• Kaynak
══════════
Tarihteki ilk terör hareketleri olarak M.Ö 66-73 yılları arasında yaşayan Sicariler (Zeolotlar)’ın yaptıkları eylemler terör eylemleri olarak değerlendirilir. Radikal bir Yahudi grup olan Sicariler yaşadıkları bölgedeki devlet temsilcilerine yönelik suikast tarzı eylemler düzenliyorlarmış. Bu eylemleri yine “sicari” olarak adlandırılan ve kendi isimlerini de aldıkları kısa boylu bir kılıçla kalabalığın arasında dolaşırken gizlice gerçekleştirip daha sonra ortadan kaybolarak gerçekleştiriyorlarmış. Bu nedenle, Sicarilerin yaptıkları eylemler o dönem için toplum içerisinde infial uyandırdığı için ilk terörist grup olarak değerlendirilir.

M.S 1050 yıllarında ortaya çıkan ve Hasan Sabbah liderliğindeki Haşhaşiler de bu sınıflandırma öncesindeki önemli terör gruplarından birisi. Bulunduğu dönem içerisinde başta Selçuklu Devleti olmak üzere bölgedeki birçok siyasi otorite için problem haline gelen Haşhaşiler İslam dininin batıl bir yorumuna inandıkları kabul edilir. Yaptıkları eylemler arasında en önemlisi Selçuklu veziri Nizamül’mülk düzenlenen suikasttır. Haşhaşi ismini ise kendilerini uyuşturan ve afyon maddesi içeren bir uyuşturucu karşımı kullanmaları nedeniyle almışlar.
══════════
• Çalışma verileri
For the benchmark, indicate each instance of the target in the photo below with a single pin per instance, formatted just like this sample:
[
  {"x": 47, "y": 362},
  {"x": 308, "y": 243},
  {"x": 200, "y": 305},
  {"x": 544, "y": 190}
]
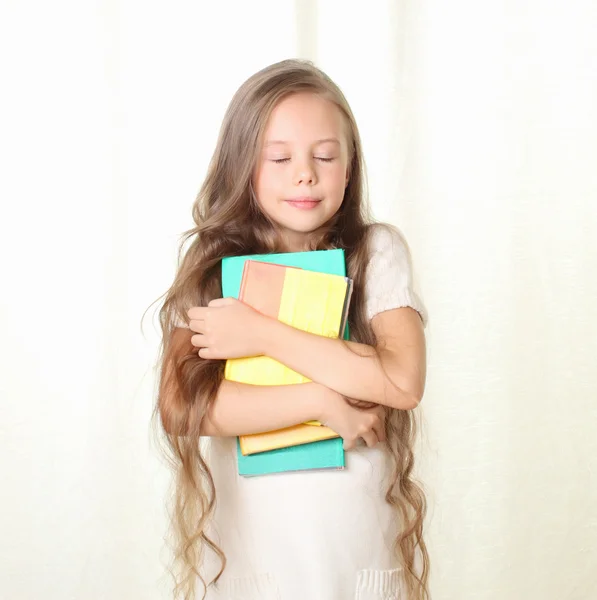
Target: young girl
[{"x": 287, "y": 175}]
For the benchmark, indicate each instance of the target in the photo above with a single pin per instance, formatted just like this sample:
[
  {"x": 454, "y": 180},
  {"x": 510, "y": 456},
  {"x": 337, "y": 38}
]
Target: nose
[{"x": 305, "y": 173}]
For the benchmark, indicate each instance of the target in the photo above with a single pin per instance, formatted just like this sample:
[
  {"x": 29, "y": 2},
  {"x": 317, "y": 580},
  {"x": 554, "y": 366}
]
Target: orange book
[{"x": 263, "y": 288}]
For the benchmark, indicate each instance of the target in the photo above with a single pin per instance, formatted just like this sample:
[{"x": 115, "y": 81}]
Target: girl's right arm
[{"x": 241, "y": 409}]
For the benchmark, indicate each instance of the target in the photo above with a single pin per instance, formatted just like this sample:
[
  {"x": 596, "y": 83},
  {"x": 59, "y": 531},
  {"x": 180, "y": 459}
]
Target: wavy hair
[{"x": 225, "y": 204}]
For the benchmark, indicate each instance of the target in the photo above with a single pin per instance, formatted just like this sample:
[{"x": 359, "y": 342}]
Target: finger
[
  {"x": 197, "y": 326},
  {"x": 197, "y": 313},
  {"x": 219, "y": 302},
  {"x": 199, "y": 341},
  {"x": 370, "y": 438}
]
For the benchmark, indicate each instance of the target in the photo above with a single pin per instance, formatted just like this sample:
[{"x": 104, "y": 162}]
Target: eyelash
[{"x": 285, "y": 160}]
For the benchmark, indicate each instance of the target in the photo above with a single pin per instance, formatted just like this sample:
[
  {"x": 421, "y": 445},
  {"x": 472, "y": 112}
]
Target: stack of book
[{"x": 309, "y": 291}]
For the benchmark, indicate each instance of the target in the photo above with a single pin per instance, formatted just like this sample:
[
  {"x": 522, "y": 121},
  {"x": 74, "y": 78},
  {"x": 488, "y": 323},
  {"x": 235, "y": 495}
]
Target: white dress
[{"x": 324, "y": 535}]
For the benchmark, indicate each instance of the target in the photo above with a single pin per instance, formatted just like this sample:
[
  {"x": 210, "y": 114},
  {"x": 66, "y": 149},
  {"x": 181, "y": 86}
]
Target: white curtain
[{"x": 479, "y": 122}]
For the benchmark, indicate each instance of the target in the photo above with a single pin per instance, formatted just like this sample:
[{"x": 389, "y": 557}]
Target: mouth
[{"x": 303, "y": 202}]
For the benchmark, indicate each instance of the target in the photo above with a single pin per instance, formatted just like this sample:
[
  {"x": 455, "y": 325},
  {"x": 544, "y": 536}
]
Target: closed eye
[{"x": 285, "y": 160}]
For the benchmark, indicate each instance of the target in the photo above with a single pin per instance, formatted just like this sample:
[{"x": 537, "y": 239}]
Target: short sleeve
[{"x": 389, "y": 281}]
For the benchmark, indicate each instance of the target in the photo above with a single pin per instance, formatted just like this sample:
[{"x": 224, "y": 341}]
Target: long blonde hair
[{"x": 224, "y": 206}]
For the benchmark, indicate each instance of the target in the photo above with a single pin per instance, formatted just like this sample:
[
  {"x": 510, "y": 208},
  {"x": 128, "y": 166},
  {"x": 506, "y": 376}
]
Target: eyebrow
[{"x": 274, "y": 142}]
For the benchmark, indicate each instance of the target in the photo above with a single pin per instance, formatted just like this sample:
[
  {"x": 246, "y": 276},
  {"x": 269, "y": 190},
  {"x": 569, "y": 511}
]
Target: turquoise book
[{"x": 325, "y": 454}]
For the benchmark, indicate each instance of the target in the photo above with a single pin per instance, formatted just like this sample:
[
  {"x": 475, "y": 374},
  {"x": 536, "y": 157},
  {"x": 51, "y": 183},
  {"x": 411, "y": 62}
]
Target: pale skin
[{"x": 305, "y": 155}]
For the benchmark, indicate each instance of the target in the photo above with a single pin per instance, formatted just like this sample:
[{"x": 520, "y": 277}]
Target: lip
[{"x": 304, "y": 202}]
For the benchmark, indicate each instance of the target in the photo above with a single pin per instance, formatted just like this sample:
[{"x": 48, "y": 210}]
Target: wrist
[
  {"x": 323, "y": 402},
  {"x": 266, "y": 334}
]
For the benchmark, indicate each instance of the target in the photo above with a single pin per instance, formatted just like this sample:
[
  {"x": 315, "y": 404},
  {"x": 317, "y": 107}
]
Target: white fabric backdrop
[{"x": 479, "y": 122}]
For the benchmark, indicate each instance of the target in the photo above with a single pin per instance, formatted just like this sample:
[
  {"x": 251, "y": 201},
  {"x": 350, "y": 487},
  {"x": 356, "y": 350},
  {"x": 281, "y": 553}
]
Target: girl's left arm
[
  {"x": 353, "y": 369},
  {"x": 227, "y": 328}
]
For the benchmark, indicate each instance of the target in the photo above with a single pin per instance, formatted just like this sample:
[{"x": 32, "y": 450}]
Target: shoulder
[
  {"x": 389, "y": 280},
  {"x": 387, "y": 242}
]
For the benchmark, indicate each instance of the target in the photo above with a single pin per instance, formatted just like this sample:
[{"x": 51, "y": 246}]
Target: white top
[{"x": 321, "y": 535}]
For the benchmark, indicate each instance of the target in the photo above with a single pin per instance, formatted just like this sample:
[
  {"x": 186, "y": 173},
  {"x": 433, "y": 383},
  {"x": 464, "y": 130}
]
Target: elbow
[{"x": 403, "y": 400}]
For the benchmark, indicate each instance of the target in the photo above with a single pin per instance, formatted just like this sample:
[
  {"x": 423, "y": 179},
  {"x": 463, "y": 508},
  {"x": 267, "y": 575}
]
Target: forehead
[{"x": 305, "y": 117}]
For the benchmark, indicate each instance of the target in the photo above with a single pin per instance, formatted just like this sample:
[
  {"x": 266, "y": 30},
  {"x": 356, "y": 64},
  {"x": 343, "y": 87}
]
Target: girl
[{"x": 287, "y": 175}]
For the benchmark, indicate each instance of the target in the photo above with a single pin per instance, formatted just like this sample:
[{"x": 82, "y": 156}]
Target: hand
[
  {"x": 226, "y": 328},
  {"x": 353, "y": 423}
]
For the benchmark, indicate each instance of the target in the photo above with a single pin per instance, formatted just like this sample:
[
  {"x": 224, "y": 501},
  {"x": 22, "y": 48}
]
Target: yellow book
[{"x": 311, "y": 301}]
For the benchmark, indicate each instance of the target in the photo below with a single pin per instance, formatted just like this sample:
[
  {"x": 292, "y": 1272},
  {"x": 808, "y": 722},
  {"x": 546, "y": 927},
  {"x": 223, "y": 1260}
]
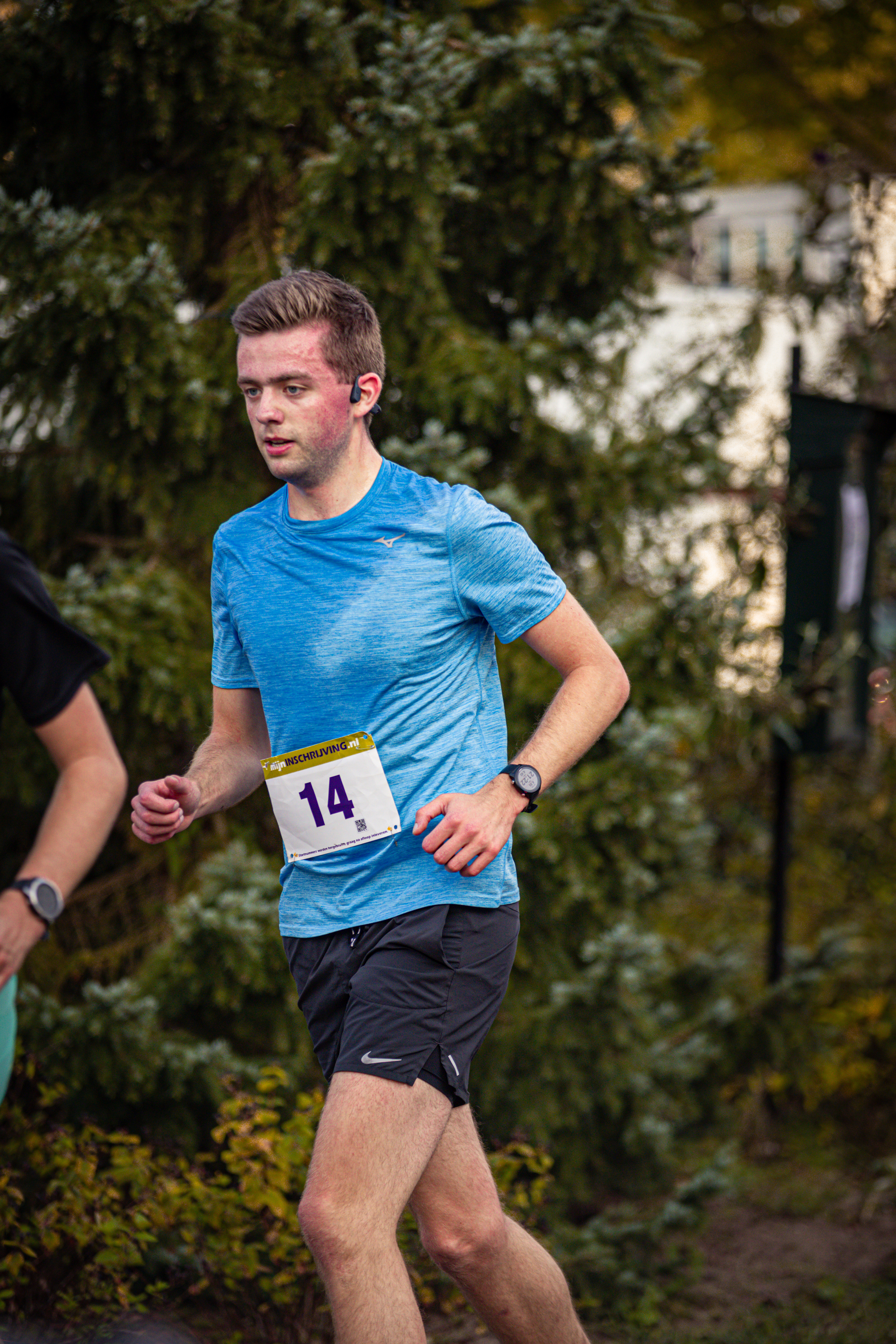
══════════
• Görev A
Kayıtlarda "white" kelimesini içeren satırları sayın ve yalnızca bu sayıyı verin.
• Görev B
Tarihteki ilk terör gruplarını anlatan metni kaldığı yerden sürdürün.
Metin ile kayıtlar birbiriyle ilgili değildir.

• Görev sonucu A
4

• Görev sonucu B
Günümüz manasıyla terörizm ise David RAPOPORT tarafından dört dalgaya ayrılır:

  1. Anarşist Dalga
  2. Anti-Kolonyal Dalga
  3. Yeni Sol Dalga
  4. Dini Dalga

Rapoport’a göre terörizmin günümüz anlamıyla ilk olarak 1880’lerdan itibaren Anarşist Dalga ile ortaya çıkmasının iki önemli sebebi vardır: teknoloji ve doktrin.

Teknolojinin gelişmeye başlamasıyla birlikte doğal olarak iletişim yolları da eskiye göre hızlanmaya başladı. Bu da gerçekleşen ufak çaptaki her türlü gelişmenin daha kısa zamanda daha uzak yerleri etkilemesine neden oldu. Kısacası küreselleşme ve “dünyanın giderek küçülme” evresi bu dönem içerisinde başlamıştı. En büyük amacı propaganda olan terörizm de bu gelişme sayesinde yaptığı eylemlerin daha fazla etki oluşturması imkânına kavuştu.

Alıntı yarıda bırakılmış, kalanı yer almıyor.